>> START Information supplied

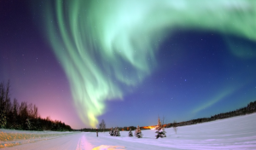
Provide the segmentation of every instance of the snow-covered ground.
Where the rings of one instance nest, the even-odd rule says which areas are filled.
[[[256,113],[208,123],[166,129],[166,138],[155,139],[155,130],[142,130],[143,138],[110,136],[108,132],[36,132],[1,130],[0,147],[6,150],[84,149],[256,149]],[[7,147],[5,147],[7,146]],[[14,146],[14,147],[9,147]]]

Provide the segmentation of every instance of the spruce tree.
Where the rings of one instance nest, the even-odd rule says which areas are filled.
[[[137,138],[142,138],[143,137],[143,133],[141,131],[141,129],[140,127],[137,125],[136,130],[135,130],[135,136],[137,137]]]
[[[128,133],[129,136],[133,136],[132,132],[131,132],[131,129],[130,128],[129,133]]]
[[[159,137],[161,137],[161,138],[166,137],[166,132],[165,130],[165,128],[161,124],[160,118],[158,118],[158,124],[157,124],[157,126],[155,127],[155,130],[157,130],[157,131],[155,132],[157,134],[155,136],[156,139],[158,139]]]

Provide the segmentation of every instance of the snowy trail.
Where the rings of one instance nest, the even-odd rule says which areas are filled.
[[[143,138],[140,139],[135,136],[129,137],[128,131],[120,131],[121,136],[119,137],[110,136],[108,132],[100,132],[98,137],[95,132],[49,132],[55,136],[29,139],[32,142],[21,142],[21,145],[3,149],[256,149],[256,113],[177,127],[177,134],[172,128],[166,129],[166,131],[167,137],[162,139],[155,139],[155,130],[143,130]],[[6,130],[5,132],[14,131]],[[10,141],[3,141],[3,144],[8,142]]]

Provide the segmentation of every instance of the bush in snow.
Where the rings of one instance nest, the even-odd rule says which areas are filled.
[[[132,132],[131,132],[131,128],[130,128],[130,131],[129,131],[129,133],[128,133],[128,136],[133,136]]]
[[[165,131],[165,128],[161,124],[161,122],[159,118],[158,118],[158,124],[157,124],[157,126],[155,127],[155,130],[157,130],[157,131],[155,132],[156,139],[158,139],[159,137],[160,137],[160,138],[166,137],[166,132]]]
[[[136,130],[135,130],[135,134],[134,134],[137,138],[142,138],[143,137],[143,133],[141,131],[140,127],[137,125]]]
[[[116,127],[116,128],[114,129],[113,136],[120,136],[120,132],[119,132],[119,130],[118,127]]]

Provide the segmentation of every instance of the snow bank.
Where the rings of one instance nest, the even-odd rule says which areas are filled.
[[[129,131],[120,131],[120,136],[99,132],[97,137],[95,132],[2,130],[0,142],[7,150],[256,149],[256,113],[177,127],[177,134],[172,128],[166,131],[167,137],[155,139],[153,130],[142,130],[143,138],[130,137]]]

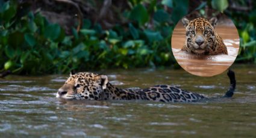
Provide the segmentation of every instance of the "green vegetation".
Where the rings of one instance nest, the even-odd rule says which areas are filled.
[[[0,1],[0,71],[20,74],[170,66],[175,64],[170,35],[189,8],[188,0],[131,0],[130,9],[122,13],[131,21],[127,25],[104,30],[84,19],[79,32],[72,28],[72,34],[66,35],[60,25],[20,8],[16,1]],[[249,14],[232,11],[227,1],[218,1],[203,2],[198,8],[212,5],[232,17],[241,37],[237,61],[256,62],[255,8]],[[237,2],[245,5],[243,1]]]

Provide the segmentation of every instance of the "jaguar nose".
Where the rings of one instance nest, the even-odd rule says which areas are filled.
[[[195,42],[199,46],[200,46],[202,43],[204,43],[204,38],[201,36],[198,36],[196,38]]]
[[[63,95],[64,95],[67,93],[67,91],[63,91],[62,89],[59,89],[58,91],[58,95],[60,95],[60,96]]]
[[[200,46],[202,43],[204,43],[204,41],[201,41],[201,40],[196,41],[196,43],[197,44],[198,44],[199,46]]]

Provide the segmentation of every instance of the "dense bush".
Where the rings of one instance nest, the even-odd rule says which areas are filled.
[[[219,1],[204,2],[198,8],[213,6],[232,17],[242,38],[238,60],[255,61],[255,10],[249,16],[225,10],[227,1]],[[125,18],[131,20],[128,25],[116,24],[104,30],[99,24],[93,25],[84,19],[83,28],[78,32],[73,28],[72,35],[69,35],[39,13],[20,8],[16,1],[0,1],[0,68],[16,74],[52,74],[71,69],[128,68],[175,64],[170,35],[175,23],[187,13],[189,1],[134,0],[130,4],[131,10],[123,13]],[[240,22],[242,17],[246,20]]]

>> END Information supplied

(Given task): A faithful copy of the records above is needed, with the pictures left out.

(Output of the task):
Provide the segmentation of every instance of the snow-covered ground.
Where the rings of one instance nest, the even-odd rule says which areas are filled.
[[[256,113],[208,123],[166,129],[166,138],[155,139],[155,130],[142,130],[143,138],[110,136],[108,132],[36,132],[1,130],[0,147],[6,150],[84,149],[256,149]],[[7,147],[5,147],[7,146]],[[14,146],[14,147],[9,147]]]

Provide the segmentation of every instance of the spruce tree.
Where the rings of one instance nest, the even-odd rule says which areas are filled.
[[[137,138],[142,138],[143,137],[143,133],[141,131],[141,129],[140,127],[137,125],[136,130],[135,130],[135,136],[137,137]]]
[[[128,133],[129,136],[133,136],[132,132],[131,132],[131,129],[130,128],[129,133]]]
[[[159,137],[161,137],[161,138],[166,137],[166,132],[165,130],[165,128],[161,124],[160,118],[158,118],[158,124],[157,124],[157,126],[155,127],[155,130],[157,130],[157,131],[155,132],[157,134],[155,136],[156,139],[158,139]]]

Provide the segmentation of every instance of the snowy trail.
Where the rings of one instance nest, the even-odd rule says which areas are filled.
[[[143,138],[140,139],[135,136],[129,137],[128,131],[120,131],[121,136],[119,137],[110,136],[108,132],[100,132],[98,137],[95,132],[49,132],[55,136],[29,139],[32,142],[21,142],[21,145],[3,149],[256,149],[256,113],[177,127],[177,134],[172,128],[166,129],[166,131],[167,137],[162,139],[155,139],[155,130],[143,130]],[[6,130],[5,132],[14,131]],[[10,141],[3,141],[3,144],[8,142]]]

Provide the segmentation of every instance of the bush in snow.
Where the rings of one instance nest, the even-odd rule says which areas are filled.
[[[132,132],[131,132],[131,128],[130,128],[130,131],[129,131],[129,133],[128,133],[128,136],[133,136]]]
[[[165,131],[165,128],[161,124],[161,122],[159,118],[158,118],[158,124],[157,124],[157,126],[155,127],[155,130],[157,130],[157,131],[155,132],[156,139],[158,139],[159,137],[160,137],[160,138],[166,137],[166,132]]]
[[[136,130],[135,130],[135,134],[134,134],[137,138],[142,138],[143,137],[143,133],[141,131],[140,127],[137,125]]]
[[[116,127],[116,128],[114,129],[113,136],[120,136],[120,132],[119,132],[119,130],[118,127]]]

Provide the segmentation of every instance of the snow bank.
Where the rings of one instance nest, the even-odd rule says which areas are filled.
[[[129,131],[120,131],[120,136],[99,132],[97,137],[95,132],[2,130],[0,142],[7,150],[256,149],[256,113],[177,127],[177,134],[172,128],[166,131],[167,137],[155,139],[153,130],[142,130],[143,138],[130,137]]]

Provide the segmentation of every instance of the "green vegetation".
Where the rings of one instance nest, the even-odd rule says which areas are filled.
[[[0,1],[0,71],[20,74],[170,66],[175,64],[170,35],[189,8],[188,0],[131,0],[130,9],[122,13],[131,21],[127,25],[104,30],[84,19],[79,32],[72,28],[72,34],[66,35],[60,25],[20,8],[16,1]],[[249,14],[232,11],[227,1],[218,1],[203,2],[198,8],[212,5],[232,17],[241,37],[237,61],[256,62],[255,8]],[[237,2],[245,5],[243,1]]]

Provide the segmentation of every instance of the "jaguar nose".
Where the rings of one instance nest, the even-odd rule says which areas are filled.
[[[195,42],[199,46],[200,46],[202,43],[204,43],[204,38],[201,36],[198,36],[196,38]]]
[[[63,95],[64,95],[67,93],[67,91],[63,91],[62,89],[59,89],[58,91],[58,95],[60,95],[60,96]]]
[[[200,46],[202,43],[204,43],[204,41],[201,41],[201,40],[196,41],[196,43],[197,44],[198,44],[199,46]]]

Provide the segmentation of every instance of the "dense bush".
Where the rings of one instance nest, the even-odd rule says which areas are filled.
[[[219,1],[204,2],[198,8],[213,6],[232,17],[242,38],[238,60],[255,61],[255,10],[249,16],[225,10],[227,1]],[[125,18],[131,20],[128,25],[116,24],[104,30],[99,24],[93,25],[84,19],[83,28],[78,32],[73,28],[72,35],[69,35],[39,13],[20,8],[16,1],[0,1],[0,68],[16,74],[52,74],[71,69],[128,68],[175,64],[170,35],[175,23],[187,13],[189,1],[134,0],[130,4],[131,10],[123,13]],[[240,22],[242,17],[246,20]]]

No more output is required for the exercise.